Excerpts of pointing data
— Begin —
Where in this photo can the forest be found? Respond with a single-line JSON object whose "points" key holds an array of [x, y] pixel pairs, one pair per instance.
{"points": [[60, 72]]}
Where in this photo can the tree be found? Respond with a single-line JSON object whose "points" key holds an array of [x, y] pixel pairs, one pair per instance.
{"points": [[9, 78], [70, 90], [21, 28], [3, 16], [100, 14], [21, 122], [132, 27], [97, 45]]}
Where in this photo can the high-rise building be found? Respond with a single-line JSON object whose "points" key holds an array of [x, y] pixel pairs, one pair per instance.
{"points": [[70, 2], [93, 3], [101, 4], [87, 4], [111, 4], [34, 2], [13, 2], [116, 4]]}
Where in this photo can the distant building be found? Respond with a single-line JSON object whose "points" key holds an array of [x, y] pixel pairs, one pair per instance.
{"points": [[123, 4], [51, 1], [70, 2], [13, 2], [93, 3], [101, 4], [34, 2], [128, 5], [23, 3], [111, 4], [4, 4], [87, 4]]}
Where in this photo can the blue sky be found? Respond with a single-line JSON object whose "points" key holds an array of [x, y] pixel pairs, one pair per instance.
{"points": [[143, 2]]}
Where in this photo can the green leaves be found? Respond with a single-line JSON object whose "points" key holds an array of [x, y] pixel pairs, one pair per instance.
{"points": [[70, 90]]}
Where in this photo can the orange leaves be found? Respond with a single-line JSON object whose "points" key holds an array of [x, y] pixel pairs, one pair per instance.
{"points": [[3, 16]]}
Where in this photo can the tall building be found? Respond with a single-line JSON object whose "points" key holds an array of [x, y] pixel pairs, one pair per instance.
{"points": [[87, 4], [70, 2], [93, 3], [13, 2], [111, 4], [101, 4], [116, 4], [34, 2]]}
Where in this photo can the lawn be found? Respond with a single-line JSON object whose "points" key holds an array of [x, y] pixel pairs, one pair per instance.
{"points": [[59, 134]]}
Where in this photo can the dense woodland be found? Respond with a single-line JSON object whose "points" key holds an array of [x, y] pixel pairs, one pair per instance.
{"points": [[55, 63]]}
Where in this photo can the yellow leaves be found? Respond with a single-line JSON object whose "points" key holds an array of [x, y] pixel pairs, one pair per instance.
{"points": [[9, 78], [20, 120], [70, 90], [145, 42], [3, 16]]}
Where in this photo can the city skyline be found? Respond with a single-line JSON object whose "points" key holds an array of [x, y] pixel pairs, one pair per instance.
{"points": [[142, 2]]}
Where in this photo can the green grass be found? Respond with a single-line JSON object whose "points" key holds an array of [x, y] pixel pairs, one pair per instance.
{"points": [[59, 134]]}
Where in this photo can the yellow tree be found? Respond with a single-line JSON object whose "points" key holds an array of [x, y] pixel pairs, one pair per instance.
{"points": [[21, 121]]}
— End —
== TASK DIRECTIONS ==
Lay out the stretch from the line containing "Where in this photo can the city" through the end of the records as a Markdown table with the columns No. and Text. Give each line its own numbered row, and skip any blank lines.

== RESPONSE TO THE EXERCISE ==
| No. | Text |
|---|---|
| 1 | Where in this photo can the city skyline be found? Respond with a single-line JSON object whose "points" key holds an array of [x, y] pixel pairs, one pair per instance. |
| 2 | {"points": [[142, 2]]} |
| 3 | Where in this photo can the green grass be found? Respond with a single-line JSON object whose "points" key holds an array of [x, y] pixel pairs, one pair per instance. |
| 4 | {"points": [[59, 134]]} |
| 5 | Where in this photo can the yellow tree be found? Respond with a single-line JSON object whose "points" key holds an array of [x, y] pixel pairs, one pair per instance. |
| 6 | {"points": [[21, 121]]} |